Print all records exactly, leaving nothing out.

Data entries
— START —

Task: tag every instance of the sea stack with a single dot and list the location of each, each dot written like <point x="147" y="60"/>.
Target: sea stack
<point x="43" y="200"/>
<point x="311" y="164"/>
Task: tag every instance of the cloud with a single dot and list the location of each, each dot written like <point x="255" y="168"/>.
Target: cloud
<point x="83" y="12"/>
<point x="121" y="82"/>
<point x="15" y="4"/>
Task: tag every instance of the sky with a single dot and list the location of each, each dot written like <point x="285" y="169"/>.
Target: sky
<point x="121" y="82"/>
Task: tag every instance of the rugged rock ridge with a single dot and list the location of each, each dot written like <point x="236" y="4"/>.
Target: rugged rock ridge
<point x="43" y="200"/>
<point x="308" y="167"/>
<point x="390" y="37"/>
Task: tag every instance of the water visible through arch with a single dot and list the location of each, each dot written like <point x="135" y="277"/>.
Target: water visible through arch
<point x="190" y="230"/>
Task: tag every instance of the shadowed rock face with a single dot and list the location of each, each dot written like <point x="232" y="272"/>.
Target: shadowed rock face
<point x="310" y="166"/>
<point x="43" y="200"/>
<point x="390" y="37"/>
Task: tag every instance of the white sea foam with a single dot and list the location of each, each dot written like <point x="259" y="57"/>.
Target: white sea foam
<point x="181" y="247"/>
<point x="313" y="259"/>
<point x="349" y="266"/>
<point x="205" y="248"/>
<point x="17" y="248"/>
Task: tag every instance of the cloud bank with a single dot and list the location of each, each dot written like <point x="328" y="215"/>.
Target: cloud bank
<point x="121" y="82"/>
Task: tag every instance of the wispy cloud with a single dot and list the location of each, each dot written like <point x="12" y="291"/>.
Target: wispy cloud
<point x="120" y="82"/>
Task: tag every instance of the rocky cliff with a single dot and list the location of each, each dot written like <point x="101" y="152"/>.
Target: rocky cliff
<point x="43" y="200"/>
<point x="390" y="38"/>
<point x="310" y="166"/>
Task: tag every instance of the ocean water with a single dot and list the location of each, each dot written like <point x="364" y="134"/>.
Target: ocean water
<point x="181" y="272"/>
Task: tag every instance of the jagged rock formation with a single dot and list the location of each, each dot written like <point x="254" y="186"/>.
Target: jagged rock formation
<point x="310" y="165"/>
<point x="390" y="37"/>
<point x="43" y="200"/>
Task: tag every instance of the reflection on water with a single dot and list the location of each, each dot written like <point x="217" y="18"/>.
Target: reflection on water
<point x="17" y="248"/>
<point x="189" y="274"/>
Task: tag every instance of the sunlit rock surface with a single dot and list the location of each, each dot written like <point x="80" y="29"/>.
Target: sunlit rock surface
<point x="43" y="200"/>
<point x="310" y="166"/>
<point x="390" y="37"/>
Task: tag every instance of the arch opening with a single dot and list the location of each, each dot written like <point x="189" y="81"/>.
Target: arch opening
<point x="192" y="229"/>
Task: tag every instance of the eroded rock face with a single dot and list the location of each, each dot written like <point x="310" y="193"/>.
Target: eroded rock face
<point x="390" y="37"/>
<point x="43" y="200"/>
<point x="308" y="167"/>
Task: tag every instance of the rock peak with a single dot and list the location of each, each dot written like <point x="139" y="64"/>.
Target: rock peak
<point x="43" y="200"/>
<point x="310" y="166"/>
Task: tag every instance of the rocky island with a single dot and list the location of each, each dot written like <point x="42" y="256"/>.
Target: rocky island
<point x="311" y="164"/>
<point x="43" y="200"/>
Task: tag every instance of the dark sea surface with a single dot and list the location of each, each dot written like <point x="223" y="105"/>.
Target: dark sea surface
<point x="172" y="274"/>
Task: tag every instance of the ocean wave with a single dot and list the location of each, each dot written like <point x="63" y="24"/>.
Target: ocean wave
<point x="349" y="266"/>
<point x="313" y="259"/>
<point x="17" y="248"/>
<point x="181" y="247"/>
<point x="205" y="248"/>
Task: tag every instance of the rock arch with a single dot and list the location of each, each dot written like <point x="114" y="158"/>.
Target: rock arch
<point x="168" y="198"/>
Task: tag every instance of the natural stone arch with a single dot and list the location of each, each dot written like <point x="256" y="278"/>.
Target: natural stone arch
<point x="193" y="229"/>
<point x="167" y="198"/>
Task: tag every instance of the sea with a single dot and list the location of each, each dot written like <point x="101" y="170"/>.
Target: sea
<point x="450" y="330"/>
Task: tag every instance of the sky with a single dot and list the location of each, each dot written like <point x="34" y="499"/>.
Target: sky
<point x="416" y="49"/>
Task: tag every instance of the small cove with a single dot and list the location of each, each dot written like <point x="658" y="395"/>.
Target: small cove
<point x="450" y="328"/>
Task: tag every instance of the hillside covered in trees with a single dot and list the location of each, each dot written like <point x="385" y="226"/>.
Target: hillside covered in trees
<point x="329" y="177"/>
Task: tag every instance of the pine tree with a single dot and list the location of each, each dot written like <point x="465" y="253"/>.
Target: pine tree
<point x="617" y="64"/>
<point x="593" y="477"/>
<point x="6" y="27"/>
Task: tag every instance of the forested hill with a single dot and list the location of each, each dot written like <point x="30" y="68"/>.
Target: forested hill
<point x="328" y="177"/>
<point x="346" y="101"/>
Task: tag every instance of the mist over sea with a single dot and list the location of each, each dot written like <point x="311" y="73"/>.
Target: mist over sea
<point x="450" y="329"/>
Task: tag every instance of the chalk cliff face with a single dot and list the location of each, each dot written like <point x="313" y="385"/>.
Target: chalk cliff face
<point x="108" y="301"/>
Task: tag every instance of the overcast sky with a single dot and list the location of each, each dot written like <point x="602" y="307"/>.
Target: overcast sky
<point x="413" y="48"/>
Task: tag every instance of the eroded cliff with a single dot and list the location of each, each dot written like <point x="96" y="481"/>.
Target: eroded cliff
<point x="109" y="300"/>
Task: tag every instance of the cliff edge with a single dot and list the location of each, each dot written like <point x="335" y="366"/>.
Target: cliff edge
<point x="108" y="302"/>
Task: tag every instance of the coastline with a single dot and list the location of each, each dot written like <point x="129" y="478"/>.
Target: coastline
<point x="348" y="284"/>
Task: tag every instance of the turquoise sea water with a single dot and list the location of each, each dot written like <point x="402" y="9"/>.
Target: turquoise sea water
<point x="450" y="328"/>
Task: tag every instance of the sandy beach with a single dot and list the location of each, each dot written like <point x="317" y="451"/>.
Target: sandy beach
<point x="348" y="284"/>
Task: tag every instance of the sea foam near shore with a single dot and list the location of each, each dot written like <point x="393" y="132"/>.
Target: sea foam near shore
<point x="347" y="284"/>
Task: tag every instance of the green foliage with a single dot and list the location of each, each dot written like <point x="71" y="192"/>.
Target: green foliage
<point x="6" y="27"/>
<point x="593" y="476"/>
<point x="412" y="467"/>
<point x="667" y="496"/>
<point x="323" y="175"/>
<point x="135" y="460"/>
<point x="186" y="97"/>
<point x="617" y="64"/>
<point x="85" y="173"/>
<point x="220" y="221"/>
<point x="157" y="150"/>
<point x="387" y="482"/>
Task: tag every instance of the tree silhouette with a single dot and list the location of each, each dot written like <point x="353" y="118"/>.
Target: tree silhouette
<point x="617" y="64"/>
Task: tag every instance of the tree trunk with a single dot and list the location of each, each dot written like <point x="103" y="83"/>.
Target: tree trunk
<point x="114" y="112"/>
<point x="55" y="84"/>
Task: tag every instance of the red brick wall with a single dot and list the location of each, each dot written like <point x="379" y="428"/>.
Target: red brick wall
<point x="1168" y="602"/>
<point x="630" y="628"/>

— END —

# Result:
Task: tag every instance of the sea stack with a single dot and list the location of each, each dot written like <point x="147" y="60"/>.
Target: sea stack
<point x="43" y="200"/>
<point x="311" y="164"/>
Task: tag every instance of the cloud with a single dot and list the location of each, each dot written like <point x="255" y="168"/>.
Target: cloud
<point x="83" y="12"/>
<point x="121" y="82"/>
<point x="15" y="4"/>
Task: tag every instance of the sky with a single dot and list the location of each, each dot written like <point x="285" y="169"/>.
Target: sky
<point x="121" y="82"/>
Task: tag every instance of the rugged rock ridge with a single dot and list the location of each, each dot written like <point x="236" y="4"/>.
Target: rugged rock ridge
<point x="43" y="200"/>
<point x="308" y="167"/>
<point x="390" y="37"/>
Task: tag every instance of the water visible through arch with a single dot and list the location of each, each dot written like <point x="135" y="277"/>.
Target: water visible through arch
<point x="190" y="230"/>
Task: tag every instance of the shadowed rock face with a single dot and list the location of each, each dot written like <point x="232" y="272"/>.
Target: shadowed rock face
<point x="310" y="166"/>
<point x="43" y="200"/>
<point x="390" y="37"/>
Task: tag every instance of the white sea foam with a single dot and list the location of each, each dot written like <point x="259" y="57"/>.
Target: white sea foam
<point x="181" y="247"/>
<point x="313" y="259"/>
<point x="349" y="266"/>
<point x="205" y="248"/>
<point x="17" y="248"/>
Task: tag every instance of the cloud bank with a single dot and list the location of each, each dot written like <point x="328" y="215"/>.
Target: cloud bank
<point x="121" y="82"/>
Task: tag every instance of the wispy cloud with a single dot and list the location of each, each dot written like <point x="12" y="291"/>.
Target: wispy cloud
<point x="120" y="82"/>
Task: tag every instance of the rocky cliff with a single dot and list the location of each, each dot written like <point x="101" y="152"/>.
Target: rocky cliff
<point x="43" y="200"/>
<point x="390" y="38"/>
<point x="310" y="166"/>
Task: tag every instance of the ocean water with a single dot and list the location of each, each dot written like <point x="364" y="134"/>.
Target: ocean water
<point x="181" y="272"/>
Task: tag every instance of the jagged rock formation with a single dot and list the location of each, each dot written like <point x="254" y="186"/>.
Target: jagged rock formation
<point x="310" y="165"/>
<point x="390" y="37"/>
<point x="43" y="200"/>
Task: tag every instance of the reflection on water with a single dot and list the location of each, each dot written like <point x="217" y="18"/>.
Target: reflection on water
<point x="17" y="248"/>
<point x="189" y="274"/>
Task: tag every instance of the sunlit rock surface with a single dot and list the location of each, each dot written like <point x="80" y="29"/>.
Target: sunlit rock surface
<point x="43" y="200"/>
<point x="310" y="166"/>
<point x="390" y="37"/>
Task: tag every instance of the arch opening with a single dot and list the location of each, each dot written like <point x="189" y="81"/>.
Target: arch opening
<point x="192" y="229"/>
Task: tag every instance of the eroded rock face with a single dot and list the location of each, each dot written like <point x="310" y="193"/>.
Target: eroded rock face
<point x="390" y="37"/>
<point x="43" y="200"/>
<point x="308" y="167"/>
Task: tag every instance of the rock peak with a single dot and list the location of each, each dot written like <point x="139" y="64"/>.
Target: rock peak
<point x="43" y="200"/>
<point x="310" y="166"/>
Task: tag every instance of the rocky island with a single dot and list the location of each, each dot written like <point x="42" y="256"/>.
Target: rocky island
<point x="311" y="164"/>
<point x="43" y="200"/>
Task: tag every instance of the dark sea surface with a single dot and list the location of each, each dot written like <point x="223" y="105"/>.
Target: dark sea surface
<point x="172" y="274"/>
Task: tag every instance of the ocean wave with a single dot and list the location of each, each dot written like <point x="63" y="24"/>.
Target: ocean wave
<point x="349" y="266"/>
<point x="313" y="259"/>
<point x="17" y="248"/>
<point x="181" y="247"/>
<point x="205" y="248"/>
Task: tag every instance of the rock arch with a single dot and list the location of each, each dot written like <point x="114" y="158"/>.
Target: rock arch
<point x="168" y="198"/>
Task: tag every instance of the natural stone arch with a single dot and list the location of each, each dot written like <point x="256" y="278"/>.
Target: natural stone arch
<point x="193" y="229"/>
<point x="167" y="198"/>
Task: tag every instance of the sea with a single dot and list the location of each, each dot written like <point x="101" y="170"/>.
Target: sea
<point x="450" y="330"/>
Task: tag every instance of the sky with a single dot and list the location of each, each dot written like <point x="34" y="499"/>.
Target: sky
<point x="416" y="49"/>
Task: tag every instance of the small cove with a single dot and list the location of each, each dot written like <point x="658" y="395"/>.
Target: small cove
<point x="450" y="328"/>
Task: tag every instance of the hillside covered in trees with a single dot and list the location of each, each dot written like <point x="385" y="226"/>.
Target: hillside covered in trees
<point x="329" y="177"/>
Task: tag every instance of the pine tree with a single dot and list the location of each, each dot written like <point x="465" y="253"/>.
Target: pine tree
<point x="617" y="64"/>
<point x="593" y="477"/>
<point x="6" y="27"/>
Task: tag every instance of the forested hill with a single dot and list the location of each, each dot written like <point x="30" y="68"/>.
Target: forested hill
<point x="328" y="177"/>
<point x="346" y="101"/>
Task: tag every instance of the mist over sea with a single dot and list the location of each, each dot written like <point x="311" y="73"/>.
Target: mist over sea
<point x="450" y="329"/>
Task: tag every instance of the chalk cliff face with a single dot and list the location of each, each dot written like <point x="313" y="385"/>.
Target: chalk cliff face
<point x="108" y="301"/>
Task: tag every instance of the overcast sky with a single dot and list the location of each, each dot written like <point x="602" y="307"/>.
Target: overcast sky
<point x="413" y="48"/>
Task: tag every instance of the eroded cliff with a single dot and list the location of each, each dot written like <point x="96" y="481"/>.
Target: eroded cliff
<point x="109" y="300"/>
Task: tag every instance of the cliff edge with a single dot and list the location of each, each dot written like <point x="335" y="366"/>.
Target: cliff edge
<point x="108" y="302"/>
Task: tag every instance of the coastline with a single dot and list the location of each, each dot written like <point x="129" y="478"/>.
Target: coastline
<point x="348" y="284"/>
Task: tag every instance of the turquoise sea water with a single dot and list the location of each, each dot written like <point x="402" y="9"/>.
Target: turquoise sea water
<point x="450" y="328"/>
Task: tag every instance of the sandy beach with a single dot and list the location of each, each dot written like <point x="317" y="451"/>.
Target: sandy beach
<point x="348" y="284"/>
Task: tag every instance of the sea foam near shore with a single dot and list the location of each, each dot written like <point x="393" y="132"/>.
Target: sea foam near shore
<point x="347" y="284"/>
Task: tag every instance of the green foliage with a single dot and list the location of each, each dot written like <point x="71" y="192"/>.
Target: green foliage
<point x="6" y="27"/>
<point x="593" y="476"/>
<point x="412" y="467"/>
<point x="667" y="496"/>
<point x="323" y="175"/>
<point x="135" y="460"/>
<point x="186" y="97"/>
<point x="617" y="64"/>
<point x="85" y="173"/>
<point x="220" y="221"/>
<point x="157" y="150"/>
<point x="387" y="482"/>
Task: tag every instance of the tree silhouette with a single dot and list the location of each, each dot written like <point x="353" y="118"/>.
Target: tree silhouette
<point x="617" y="64"/>
Task: tag every instance of the tree trunk with a single dot and list the location of each, each dot written like <point x="103" y="83"/>.
Target: tree trunk
<point x="114" y="112"/>
<point x="55" y="84"/>
Task: tag every instance of the red brick wall with a single dot and list the location of each, each dot written like <point x="379" y="428"/>.
Target: red brick wall
<point x="1168" y="602"/>
<point x="630" y="628"/>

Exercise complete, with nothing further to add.